SOURCE EXTRACT:
+ + +

By the time I finally stumble out of my research, I have picked up a lot of interesting information.  The most interesting and useful to me in my present mindset is that some anti-anxiety/anti-depressant medications cause significant weight gain.  The medicinal culprit most interesting to me is Paxil.  This is because Paxil is one of my favorite companions.  More on why later.

The news is disappointing, but oddly not defeating.   This is just going to be harder than I thought.

Step Four – Move More and Fun with Math

Math Quiz: How many wild horses does it take to drag a beached whale from its contented repose in the warmth of sunbaked sand, back out to the frigid waters of the Pacific where it is expected to join other whales on their arduous migration north, thousands of miles, to the even more frigid waters off the coast of Vancouver Island, B.C., where my fabulous friend Lynda owns a B&B?

The answer in a moment.  But it is approximately the same number as the number of wild horses it would take to drag me into a Regular Exercise Program.

+ + +

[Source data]

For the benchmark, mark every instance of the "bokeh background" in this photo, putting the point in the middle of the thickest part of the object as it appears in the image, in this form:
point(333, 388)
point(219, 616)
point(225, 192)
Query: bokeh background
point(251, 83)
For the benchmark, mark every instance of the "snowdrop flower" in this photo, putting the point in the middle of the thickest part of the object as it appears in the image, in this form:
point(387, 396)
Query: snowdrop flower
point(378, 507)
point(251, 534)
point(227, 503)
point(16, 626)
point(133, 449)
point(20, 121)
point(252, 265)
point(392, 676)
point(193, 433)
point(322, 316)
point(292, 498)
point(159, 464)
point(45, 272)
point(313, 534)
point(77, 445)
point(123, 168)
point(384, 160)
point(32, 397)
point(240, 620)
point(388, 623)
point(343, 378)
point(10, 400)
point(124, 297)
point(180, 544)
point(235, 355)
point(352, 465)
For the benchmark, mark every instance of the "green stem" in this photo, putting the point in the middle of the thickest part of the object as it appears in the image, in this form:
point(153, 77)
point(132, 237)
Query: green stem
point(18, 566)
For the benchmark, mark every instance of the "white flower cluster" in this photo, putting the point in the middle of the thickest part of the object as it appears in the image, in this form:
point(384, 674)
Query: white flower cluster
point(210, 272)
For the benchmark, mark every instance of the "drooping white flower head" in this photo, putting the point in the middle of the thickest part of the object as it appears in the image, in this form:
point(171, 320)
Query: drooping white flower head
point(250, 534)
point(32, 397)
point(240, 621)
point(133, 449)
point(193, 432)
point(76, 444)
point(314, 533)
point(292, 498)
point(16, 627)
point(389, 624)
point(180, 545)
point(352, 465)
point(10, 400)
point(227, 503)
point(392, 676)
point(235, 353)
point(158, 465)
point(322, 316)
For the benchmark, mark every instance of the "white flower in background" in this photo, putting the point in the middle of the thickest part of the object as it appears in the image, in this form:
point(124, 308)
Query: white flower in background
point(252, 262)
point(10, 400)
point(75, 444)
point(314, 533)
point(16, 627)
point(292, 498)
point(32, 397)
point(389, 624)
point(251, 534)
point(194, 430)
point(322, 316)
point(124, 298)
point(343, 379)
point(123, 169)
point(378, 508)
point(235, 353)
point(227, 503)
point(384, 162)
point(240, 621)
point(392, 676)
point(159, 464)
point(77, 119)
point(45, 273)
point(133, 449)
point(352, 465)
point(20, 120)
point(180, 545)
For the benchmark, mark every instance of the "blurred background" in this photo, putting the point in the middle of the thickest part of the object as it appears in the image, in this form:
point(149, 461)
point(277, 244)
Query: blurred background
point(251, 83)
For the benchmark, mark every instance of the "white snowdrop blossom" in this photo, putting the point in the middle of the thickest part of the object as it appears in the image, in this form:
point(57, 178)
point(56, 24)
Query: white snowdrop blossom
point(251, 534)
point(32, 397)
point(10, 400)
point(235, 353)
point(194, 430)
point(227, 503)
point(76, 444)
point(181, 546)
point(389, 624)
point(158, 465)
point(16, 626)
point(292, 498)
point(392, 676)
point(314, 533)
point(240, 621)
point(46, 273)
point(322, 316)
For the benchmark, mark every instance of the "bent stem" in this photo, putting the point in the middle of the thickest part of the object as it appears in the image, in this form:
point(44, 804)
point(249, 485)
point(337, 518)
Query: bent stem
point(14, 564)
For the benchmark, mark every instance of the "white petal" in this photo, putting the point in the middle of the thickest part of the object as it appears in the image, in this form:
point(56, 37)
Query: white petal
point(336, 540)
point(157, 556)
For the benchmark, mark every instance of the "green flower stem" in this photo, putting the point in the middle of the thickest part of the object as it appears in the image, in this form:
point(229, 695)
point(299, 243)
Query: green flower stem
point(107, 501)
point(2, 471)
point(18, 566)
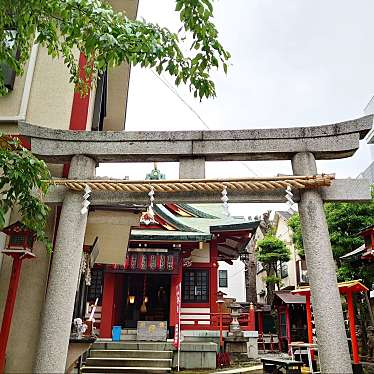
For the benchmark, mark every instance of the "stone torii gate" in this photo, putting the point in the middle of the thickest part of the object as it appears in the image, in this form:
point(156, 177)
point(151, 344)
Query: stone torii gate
point(302, 146)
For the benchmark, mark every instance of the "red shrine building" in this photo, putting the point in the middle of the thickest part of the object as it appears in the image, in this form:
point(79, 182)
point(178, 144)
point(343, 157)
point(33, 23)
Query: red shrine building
point(182, 243)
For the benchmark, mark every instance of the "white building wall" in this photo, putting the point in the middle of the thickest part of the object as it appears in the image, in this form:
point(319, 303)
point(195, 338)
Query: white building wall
point(235, 280)
point(284, 233)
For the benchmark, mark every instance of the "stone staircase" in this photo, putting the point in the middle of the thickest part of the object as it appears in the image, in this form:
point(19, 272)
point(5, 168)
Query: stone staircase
point(128, 357)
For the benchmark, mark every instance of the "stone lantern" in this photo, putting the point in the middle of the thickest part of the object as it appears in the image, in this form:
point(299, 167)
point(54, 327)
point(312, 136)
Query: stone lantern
point(20, 245)
point(235, 314)
point(235, 342)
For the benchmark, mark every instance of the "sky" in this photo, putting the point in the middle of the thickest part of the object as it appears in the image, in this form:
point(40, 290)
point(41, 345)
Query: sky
point(294, 63)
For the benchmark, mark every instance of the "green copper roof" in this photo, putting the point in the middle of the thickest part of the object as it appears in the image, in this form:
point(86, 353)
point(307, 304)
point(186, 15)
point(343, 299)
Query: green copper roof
point(164, 235)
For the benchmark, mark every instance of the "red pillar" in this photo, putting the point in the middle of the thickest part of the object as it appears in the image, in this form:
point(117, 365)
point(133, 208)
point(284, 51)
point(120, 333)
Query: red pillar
point(288, 326)
point(9, 308)
point(175, 279)
point(260, 317)
point(352, 328)
point(213, 281)
point(251, 318)
point(309, 319)
point(107, 306)
point(309, 322)
point(79, 110)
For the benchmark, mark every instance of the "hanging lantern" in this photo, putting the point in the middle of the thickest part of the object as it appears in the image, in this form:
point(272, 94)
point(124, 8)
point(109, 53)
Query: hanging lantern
point(21, 240)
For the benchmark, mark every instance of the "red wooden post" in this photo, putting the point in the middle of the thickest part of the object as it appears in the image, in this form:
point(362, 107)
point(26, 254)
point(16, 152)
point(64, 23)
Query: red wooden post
point(213, 281)
point(309, 322)
point(260, 317)
point(352, 328)
point(288, 327)
point(9, 308)
point(251, 318)
point(220, 329)
point(107, 306)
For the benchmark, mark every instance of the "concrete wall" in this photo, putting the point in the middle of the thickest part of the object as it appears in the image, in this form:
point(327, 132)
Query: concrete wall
point(118, 78)
point(24, 332)
point(51, 95)
point(10, 105)
point(235, 280)
point(284, 233)
point(201, 254)
point(112, 230)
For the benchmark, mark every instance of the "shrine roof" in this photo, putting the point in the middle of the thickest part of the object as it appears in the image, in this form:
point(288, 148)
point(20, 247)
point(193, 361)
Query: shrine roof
point(165, 235)
point(290, 298)
point(198, 223)
point(355, 254)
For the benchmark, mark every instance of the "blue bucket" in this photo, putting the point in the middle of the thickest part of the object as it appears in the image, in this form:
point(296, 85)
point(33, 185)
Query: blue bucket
point(116, 333)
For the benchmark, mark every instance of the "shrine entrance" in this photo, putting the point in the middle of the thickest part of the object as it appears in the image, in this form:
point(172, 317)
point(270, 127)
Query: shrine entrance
point(302, 146)
point(144, 297)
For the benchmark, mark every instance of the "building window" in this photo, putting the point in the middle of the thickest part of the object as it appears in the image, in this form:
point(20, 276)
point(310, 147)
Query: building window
point(95, 290)
point(195, 286)
point(222, 278)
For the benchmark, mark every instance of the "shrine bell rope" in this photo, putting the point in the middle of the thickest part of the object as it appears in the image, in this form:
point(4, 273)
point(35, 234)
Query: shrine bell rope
point(204, 185)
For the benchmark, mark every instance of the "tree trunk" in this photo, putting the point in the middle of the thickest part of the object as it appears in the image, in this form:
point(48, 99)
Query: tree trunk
point(270, 286)
point(250, 276)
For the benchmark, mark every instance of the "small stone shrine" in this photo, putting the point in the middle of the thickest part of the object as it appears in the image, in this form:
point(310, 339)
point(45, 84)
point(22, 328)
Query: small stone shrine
point(235, 342)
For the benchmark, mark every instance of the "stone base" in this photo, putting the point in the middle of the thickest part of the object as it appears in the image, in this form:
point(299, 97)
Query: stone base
point(196, 355)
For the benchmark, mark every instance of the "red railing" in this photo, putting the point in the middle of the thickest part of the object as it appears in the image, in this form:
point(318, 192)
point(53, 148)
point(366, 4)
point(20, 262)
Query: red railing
point(215, 321)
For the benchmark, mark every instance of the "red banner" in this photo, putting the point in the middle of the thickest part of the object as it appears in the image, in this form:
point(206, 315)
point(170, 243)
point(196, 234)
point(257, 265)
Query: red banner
point(177, 333)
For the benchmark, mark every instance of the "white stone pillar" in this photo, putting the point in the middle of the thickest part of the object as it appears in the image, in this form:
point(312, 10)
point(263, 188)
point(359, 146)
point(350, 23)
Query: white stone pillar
point(62, 284)
point(332, 339)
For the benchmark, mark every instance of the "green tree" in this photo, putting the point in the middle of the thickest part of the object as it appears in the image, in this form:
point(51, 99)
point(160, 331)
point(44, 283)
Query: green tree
point(23, 183)
point(108, 38)
point(270, 252)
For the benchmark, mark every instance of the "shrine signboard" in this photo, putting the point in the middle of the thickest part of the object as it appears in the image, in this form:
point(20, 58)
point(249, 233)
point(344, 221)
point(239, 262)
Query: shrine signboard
point(149, 262)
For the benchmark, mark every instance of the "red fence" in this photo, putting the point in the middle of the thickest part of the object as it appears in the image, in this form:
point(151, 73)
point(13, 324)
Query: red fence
point(215, 321)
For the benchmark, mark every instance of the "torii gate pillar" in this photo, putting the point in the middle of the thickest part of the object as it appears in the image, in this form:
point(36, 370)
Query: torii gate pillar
point(63, 279)
point(331, 335)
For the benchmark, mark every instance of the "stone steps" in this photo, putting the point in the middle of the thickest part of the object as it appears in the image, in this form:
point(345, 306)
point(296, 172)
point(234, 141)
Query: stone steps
point(127, 353)
point(132, 345)
point(128, 361)
point(124, 369)
point(128, 357)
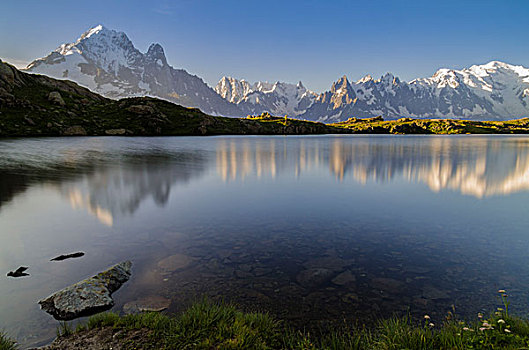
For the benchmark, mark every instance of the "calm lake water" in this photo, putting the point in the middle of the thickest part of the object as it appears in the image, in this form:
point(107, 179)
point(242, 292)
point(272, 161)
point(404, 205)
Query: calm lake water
point(314, 229)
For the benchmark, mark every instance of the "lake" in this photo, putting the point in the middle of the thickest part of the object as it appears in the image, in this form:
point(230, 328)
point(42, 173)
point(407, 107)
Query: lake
point(317, 230)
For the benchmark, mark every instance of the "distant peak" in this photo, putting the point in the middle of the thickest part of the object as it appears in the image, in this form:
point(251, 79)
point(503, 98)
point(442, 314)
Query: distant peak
point(92, 31)
point(155, 50)
point(365, 79)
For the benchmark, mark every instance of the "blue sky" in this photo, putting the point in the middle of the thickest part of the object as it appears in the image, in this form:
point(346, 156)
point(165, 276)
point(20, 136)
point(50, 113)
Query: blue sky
point(312, 41)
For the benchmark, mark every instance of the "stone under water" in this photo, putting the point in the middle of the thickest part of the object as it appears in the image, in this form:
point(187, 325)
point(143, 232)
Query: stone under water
point(87, 297)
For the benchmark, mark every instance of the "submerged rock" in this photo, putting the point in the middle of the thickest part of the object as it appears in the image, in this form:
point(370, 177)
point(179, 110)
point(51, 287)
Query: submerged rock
point(174, 262)
point(20, 272)
point(315, 277)
point(89, 296)
point(152, 303)
point(344, 278)
point(68, 256)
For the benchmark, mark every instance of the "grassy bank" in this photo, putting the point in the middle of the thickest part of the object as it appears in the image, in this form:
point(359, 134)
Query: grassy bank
point(6, 343)
point(215, 326)
point(378, 125)
point(36, 105)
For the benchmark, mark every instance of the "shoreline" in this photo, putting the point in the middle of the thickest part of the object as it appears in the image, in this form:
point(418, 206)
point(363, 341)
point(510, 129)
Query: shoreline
point(209, 325)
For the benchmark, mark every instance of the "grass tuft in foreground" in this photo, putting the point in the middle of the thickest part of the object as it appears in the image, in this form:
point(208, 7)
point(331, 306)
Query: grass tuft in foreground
point(207, 325)
point(6, 343)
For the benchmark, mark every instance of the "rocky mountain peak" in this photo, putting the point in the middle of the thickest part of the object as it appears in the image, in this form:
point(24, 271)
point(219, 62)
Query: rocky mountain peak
point(342, 85)
point(155, 53)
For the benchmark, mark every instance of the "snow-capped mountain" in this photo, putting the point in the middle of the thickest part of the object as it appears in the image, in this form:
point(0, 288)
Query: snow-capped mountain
point(495, 90)
point(276, 98)
point(107, 62)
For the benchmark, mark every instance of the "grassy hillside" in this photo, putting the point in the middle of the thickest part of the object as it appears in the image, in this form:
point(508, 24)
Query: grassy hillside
point(219, 326)
point(433, 126)
point(36, 105)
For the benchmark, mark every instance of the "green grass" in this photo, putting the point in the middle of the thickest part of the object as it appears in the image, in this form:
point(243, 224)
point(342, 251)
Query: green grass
point(6, 343)
point(207, 325)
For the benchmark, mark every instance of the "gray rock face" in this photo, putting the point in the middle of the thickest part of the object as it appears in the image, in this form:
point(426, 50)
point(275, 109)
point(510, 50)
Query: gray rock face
point(89, 296)
point(106, 62)
point(276, 98)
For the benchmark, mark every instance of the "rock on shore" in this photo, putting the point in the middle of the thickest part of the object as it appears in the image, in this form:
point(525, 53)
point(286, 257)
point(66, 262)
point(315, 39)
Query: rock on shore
point(89, 296)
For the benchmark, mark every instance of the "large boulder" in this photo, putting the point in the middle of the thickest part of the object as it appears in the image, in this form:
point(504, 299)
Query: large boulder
point(141, 109)
point(89, 296)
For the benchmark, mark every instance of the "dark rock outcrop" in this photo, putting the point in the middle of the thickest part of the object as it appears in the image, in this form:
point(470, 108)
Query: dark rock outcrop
point(89, 296)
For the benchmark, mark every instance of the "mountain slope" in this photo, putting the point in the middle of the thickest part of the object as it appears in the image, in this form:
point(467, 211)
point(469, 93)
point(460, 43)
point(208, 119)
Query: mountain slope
point(496, 91)
point(37, 105)
point(277, 98)
point(106, 61)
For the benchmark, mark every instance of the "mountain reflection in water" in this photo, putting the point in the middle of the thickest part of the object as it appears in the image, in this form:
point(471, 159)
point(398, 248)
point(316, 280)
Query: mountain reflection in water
point(472, 166)
point(397, 224)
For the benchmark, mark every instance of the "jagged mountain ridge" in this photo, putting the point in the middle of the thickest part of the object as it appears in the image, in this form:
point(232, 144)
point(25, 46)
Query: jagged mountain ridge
point(107, 62)
point(277, 98)
point(496, 90)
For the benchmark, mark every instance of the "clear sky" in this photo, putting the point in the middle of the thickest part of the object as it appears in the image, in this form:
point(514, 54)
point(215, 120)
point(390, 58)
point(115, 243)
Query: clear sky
point(288, 40)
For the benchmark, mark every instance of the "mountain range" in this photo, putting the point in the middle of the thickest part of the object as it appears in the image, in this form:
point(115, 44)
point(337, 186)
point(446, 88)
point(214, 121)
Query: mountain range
point(107, 62)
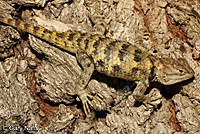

+ + +

PROBLEMS TO SOLVE:
(A) Answer these questions from the essay excerpt:
(i) Which medication does the writer call the culprit most interesting to them?
(ii) What is the full title of Step Four?
(iii) Where does the writer's friend Lynda own a B&B?
(B) List every person and place named in the essay excerpt.
(C) Rewrite everything from "Step Four –" down to "owns a B&B?" in the essay excerpt, putting "stranded seal" in place of "beached whale".

OUTPUTS IN ORDER:
(A)
(i) Paxil
(ii) Move More and Fun with Math
(iii) Off the coast of Vancouver Island, B.C.

(B)
- Pacific
- Vancouver Island, B.C.
- Lynda

(C)
Step Four – Move More and Fun with Math

Math Quiz: How many wild horses does it take to drag a stranded seal from its contented repose in the warmth of sunbaked sand, back out to the frigid waters of the Pacific where it is expected to join other whales on their arduous migration north, thousands of miles, to the even more frigid waters off the coast of Vancouver Island, B.C., where my fabulous friend Lynda owns a B&B?